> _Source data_

>>>

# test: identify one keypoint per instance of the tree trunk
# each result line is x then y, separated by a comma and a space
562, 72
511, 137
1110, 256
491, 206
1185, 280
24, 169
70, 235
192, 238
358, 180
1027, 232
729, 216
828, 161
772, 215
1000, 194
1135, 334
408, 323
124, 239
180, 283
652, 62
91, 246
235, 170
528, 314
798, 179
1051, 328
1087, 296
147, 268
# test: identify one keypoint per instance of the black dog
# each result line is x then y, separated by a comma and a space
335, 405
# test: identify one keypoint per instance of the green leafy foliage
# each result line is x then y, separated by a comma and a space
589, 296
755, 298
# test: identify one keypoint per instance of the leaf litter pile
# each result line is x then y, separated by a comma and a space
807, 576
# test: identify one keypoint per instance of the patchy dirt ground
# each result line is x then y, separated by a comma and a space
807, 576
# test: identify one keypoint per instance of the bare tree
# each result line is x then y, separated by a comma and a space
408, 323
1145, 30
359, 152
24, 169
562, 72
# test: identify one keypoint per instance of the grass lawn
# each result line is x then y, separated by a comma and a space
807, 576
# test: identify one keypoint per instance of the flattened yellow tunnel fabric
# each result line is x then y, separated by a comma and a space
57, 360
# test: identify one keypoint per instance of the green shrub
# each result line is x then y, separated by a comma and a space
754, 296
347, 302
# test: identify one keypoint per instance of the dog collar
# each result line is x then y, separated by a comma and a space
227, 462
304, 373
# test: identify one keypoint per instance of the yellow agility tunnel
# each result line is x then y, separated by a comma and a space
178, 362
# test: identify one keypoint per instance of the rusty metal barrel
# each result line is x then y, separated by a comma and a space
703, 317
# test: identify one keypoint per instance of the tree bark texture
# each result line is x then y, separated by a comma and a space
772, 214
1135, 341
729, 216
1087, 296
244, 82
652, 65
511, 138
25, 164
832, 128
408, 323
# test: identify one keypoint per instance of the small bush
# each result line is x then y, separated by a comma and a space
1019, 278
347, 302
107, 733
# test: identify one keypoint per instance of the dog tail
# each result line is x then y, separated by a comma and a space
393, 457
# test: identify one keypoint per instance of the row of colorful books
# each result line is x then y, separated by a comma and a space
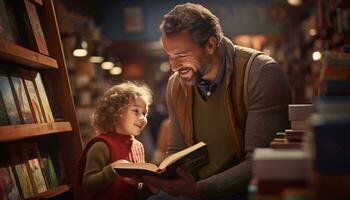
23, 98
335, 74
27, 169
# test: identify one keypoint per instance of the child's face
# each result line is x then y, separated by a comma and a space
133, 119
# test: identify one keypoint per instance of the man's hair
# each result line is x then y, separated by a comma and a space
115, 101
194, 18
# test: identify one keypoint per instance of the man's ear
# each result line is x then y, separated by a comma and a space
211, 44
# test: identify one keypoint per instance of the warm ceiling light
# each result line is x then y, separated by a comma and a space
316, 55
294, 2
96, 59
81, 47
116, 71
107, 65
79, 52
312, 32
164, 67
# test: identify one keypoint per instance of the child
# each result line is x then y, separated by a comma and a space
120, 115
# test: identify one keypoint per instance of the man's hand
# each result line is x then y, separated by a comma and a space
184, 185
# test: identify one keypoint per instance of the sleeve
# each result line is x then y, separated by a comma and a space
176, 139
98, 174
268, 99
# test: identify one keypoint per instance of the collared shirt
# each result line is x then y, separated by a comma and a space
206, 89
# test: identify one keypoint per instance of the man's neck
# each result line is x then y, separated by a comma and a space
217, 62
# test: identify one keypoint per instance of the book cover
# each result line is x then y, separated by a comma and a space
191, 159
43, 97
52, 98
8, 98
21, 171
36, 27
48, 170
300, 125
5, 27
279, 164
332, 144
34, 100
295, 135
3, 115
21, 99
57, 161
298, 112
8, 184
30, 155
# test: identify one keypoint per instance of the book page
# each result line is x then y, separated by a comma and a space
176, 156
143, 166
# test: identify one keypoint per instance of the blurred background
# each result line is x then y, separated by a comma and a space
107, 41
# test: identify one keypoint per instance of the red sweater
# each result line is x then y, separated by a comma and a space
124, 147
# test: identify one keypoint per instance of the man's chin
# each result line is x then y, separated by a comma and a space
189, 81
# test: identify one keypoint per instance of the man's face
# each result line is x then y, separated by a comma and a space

<<<

> _YOUR OBJECTIVE_
Keep the pictures out of the copy and return the rest of the data above exactly.

> _WRITTEN ANSWER_
# test: identify one keypoint per instance of the tree trunk
# each result line is x then y, separated by a comma and a space
562, 72
511, 137
1110, 256
491, 206
1185, 280
24, 169
70, 235
192, 238
358, 180
1027, 232
729, 216
828, 161
772, 215
1000, 194
1135, 334
408, 323
124, 239
180, 283
652, 62
91, 246
235, 170
528, 314
798, 179
1051, 328
1087, 296
147, 268
# test: identify one keypoint per instance of the black dog
# each result line is x then y, separated by a comma and a space
335, 405
# test: identify one keypoint per instance of the green leafy foliage
# each result line is x then y, separated by a comma and a space
589, 296
755, 298
# test: identify one keypoint per instance of the leaf litter pile
# each result line is x then y, separated by a comma and a space
807, 576
# test: identify one keypoint per instance of the patchy dirt ground
# each result line is x then y, separated by a comma and a space
807, 576
# test: identify one keypoint per instance of the bare tree
# each result line is x then y, separated by a comma and a space
408, 323
1145, 30
359, 152
24, 169
562, 72
# test: identify one keypoint per instance of the grass lawn
# each result line is x then y, separated by a comma and a space
807, 576
# test: identify one keypoint per instance of the flattened yellow tunnel fabric
# each result line is x then y, separated by a comma and a space
57, 360
# test: identify one keypoint per instance of the green shrub
# each result line is x then y, separated by a comma and a space
754, 296
347, 302
# test: identify one keypoint per instance of the dog collar
# each result line is x then y, separated by a comma and a space
227, 462
304, 373
# test: identify one keypoint per instance of the yellow agility tunnel
# each result line is x then y, separated by a comma and a space
178, 362
# test: identify one keypoint per instance of the rusty metal barrel
# each result line is x then y, separated by a comma and a space
703, 317
# test: identify one keypoint per instance of the tree bark texture
# each result line is x then y, separated by a comma and a space
772, 214
1135, 341
729, 216
1087, 296
244, 82
652, 65
511, 138
25, 164
832, 128
408, 323
# test: identify one keypoint per instance of the small bush
# each result line is x then y, separated by a comma and a space
1019, 278
347, 302
107, 733
# test: identify one keypoint per instance of the dog tail
# each result line is x then y, separated by a comma and a space
393, 457
# test: identify one keypoint per instance of the row of colorful books
# each result line is x then y, separated by a comma and a space
23, 98
335, 74
27, 169
# test: identify one keypoint per instance of the child's face
# each result line is x then y, separated by a comma and a space
133, 119
# test: identify one keypoint per instance of the man's hair
# each result line is x then y, separated by a comma and a space
115, 101
194, 18
# test: identify one keypoint per instance of the man's ear
# each result line is x then y, separated by a comma and a space
211, 44
# test: identify one keypoint per instance of the warm ceiling light
# each result line is x then y, separated by a comma and a space
316, 55
294, 2
96, 59
81, 47
116, 71
107, 65
79, 52
312, 32
164, 67
# test: identify one keypoint per instance of the child
# each result line is x then y, separated by a comma and a space
120, 115
# test: identify one keypoint per instance of the man's hand
# each result line is x then y, separated by a comma and a space
184, 185
# test: identify one keypoint per instance of the sleeve
# each result line is x then y, separated by a comma and a space
176, 139
98, 174
268, 99
# test: identify one keypoint per instance of the collared shirt
# each result line is x then y, separated by a comma and a space
206, 89
# test: identify one keypoint per instance of the man's neck
# each result line is x then y, separated by a comma and a space
217, 62
# test: identify one keypoint per instance of the book cover
# each result line is x then y, separated by a comma and a space
191, 159
43, 97
52, 98
8, 98
21, 171
36, 27
48, 170
300, 125
5, 27
279, 164
332, 144
34, 100
295, 135
3, 115
21, 99
57, 161
298, 112
8, 184
30, 155
# test: identify one keypoint per instance of the book page
# each result line is x then y, separated by a comma and a space
176, 156
143, 166
# test: identify one keypoint per instance of the blurred background
# each result line is x then y, separated by a comma and a space
107, 41
# test: identify one keypoint per instance of the red sweater
# each result line is x then y, separated by a comma and a space
124, 147
# test: identify one keypoint per instance of the man's chin
# each result line is x then y, separated by a comma and a space
189, 81
# test: identify one keypoint per instance of the man's face
# each result line is x then y, separated by a comma and a space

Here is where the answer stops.